Directions for this task —
Check each line of the records for "mounted"; collect those that have it.

Start of Material shown

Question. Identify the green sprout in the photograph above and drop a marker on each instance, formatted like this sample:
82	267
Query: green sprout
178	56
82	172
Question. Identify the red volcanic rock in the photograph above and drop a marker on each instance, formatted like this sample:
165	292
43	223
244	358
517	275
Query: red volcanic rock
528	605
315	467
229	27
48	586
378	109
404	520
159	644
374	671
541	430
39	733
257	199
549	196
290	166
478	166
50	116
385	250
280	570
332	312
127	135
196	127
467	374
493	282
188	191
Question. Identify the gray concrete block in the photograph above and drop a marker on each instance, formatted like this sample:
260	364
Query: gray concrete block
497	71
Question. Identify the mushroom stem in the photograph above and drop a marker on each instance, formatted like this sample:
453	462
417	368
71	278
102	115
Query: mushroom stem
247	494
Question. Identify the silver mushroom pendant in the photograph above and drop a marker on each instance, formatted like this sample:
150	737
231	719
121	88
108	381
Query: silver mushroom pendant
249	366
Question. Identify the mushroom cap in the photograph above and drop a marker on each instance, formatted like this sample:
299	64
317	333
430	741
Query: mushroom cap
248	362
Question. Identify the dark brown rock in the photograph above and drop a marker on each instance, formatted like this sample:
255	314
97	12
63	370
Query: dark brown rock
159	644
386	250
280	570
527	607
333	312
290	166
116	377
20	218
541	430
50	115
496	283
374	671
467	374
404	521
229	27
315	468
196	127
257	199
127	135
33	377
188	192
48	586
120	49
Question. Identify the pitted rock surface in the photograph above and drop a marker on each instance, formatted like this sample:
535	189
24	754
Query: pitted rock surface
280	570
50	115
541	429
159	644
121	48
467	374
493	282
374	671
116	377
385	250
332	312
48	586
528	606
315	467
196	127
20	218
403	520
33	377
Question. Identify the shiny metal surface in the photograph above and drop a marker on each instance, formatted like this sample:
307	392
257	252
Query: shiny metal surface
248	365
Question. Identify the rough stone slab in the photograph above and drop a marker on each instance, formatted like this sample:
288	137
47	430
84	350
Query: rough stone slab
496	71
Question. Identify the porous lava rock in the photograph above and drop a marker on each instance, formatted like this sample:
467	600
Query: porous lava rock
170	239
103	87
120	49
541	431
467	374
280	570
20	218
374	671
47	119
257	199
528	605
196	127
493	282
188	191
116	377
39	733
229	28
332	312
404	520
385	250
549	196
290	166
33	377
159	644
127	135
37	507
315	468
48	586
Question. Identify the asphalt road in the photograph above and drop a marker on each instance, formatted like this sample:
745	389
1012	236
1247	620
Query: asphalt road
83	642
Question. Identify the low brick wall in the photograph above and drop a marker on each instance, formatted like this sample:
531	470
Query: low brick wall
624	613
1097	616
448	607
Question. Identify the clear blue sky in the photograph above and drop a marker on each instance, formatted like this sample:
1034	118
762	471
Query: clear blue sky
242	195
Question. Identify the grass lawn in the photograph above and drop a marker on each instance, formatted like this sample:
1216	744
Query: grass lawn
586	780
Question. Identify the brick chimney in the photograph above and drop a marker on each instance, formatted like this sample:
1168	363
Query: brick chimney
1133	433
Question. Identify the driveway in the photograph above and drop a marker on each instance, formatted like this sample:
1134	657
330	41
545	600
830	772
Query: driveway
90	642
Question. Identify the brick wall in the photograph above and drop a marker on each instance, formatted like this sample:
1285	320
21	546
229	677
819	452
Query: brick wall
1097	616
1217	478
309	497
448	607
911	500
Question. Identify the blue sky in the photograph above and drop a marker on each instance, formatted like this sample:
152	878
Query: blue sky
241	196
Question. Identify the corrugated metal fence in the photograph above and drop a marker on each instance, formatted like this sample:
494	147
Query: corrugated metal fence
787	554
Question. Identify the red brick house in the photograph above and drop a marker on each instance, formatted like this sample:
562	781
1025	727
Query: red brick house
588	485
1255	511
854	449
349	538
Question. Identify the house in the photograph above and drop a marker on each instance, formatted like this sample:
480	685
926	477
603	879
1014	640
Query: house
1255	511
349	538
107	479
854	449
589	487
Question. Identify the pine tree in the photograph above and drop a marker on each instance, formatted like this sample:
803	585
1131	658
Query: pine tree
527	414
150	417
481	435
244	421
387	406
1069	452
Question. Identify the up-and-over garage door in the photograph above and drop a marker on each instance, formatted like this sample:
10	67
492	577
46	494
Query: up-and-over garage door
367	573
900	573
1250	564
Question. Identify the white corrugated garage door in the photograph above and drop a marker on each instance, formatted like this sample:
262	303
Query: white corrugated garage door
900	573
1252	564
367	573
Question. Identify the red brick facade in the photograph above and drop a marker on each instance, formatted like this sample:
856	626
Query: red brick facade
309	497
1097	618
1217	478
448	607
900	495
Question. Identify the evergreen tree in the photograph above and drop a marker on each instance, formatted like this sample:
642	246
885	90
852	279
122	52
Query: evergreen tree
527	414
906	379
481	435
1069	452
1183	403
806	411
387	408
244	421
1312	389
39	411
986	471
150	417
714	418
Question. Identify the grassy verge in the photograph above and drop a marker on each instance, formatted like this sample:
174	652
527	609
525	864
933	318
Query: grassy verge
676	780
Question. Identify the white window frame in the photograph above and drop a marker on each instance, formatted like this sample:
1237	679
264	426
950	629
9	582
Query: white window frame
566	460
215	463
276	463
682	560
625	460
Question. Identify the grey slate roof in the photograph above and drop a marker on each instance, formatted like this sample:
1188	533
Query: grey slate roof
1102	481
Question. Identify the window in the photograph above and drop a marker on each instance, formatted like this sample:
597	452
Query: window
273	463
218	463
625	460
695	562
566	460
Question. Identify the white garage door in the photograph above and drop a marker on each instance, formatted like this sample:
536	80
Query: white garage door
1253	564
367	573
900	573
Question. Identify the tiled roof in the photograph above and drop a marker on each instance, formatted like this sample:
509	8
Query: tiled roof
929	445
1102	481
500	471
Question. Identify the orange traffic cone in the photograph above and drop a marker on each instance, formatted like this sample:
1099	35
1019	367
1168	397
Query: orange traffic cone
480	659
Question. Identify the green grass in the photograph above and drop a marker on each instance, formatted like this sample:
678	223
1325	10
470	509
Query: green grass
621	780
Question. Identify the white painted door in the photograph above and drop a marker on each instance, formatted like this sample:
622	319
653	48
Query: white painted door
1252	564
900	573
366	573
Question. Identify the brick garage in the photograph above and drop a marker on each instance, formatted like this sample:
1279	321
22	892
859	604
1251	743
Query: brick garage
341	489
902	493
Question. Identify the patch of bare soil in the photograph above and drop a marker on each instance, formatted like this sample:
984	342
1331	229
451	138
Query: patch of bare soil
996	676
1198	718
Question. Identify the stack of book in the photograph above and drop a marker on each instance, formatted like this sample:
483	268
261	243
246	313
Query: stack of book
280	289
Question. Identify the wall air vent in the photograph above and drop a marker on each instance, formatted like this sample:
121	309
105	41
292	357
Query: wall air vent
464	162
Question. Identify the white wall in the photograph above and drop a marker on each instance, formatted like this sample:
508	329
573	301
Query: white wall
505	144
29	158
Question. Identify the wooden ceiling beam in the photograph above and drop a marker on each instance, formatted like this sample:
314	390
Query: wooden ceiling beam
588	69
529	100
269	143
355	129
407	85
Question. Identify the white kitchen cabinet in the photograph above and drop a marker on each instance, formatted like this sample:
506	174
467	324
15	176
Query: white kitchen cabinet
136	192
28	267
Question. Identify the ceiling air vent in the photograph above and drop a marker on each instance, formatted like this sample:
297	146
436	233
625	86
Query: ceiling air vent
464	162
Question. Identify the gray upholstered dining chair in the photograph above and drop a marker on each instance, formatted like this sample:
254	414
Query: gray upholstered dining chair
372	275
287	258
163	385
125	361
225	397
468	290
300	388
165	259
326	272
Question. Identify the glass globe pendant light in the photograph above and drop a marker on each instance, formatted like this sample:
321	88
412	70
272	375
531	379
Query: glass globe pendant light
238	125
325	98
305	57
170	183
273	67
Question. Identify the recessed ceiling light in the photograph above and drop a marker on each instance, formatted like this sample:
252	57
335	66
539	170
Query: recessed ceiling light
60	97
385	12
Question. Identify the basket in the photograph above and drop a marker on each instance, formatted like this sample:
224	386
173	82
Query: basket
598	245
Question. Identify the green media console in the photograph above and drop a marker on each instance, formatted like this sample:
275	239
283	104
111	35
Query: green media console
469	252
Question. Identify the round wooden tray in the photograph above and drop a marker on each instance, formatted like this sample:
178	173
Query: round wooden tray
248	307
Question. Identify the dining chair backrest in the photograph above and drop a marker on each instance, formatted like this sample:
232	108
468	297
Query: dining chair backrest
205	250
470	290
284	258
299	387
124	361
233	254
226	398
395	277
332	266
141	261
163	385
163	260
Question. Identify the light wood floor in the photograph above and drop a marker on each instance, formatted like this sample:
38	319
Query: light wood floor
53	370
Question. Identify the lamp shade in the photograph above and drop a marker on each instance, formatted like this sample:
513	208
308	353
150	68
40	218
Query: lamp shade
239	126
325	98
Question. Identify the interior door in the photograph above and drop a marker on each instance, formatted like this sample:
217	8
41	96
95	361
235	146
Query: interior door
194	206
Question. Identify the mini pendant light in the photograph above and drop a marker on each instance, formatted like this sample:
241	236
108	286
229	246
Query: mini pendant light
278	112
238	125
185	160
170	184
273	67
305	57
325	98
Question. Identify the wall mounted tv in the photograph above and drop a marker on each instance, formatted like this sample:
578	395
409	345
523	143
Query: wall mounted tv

End of Material shown

Written solution —
Question. Identify the wall mounted tv in the photograph above and drop a marker on each instance, formatted like this sample:
Query: wall mounted tv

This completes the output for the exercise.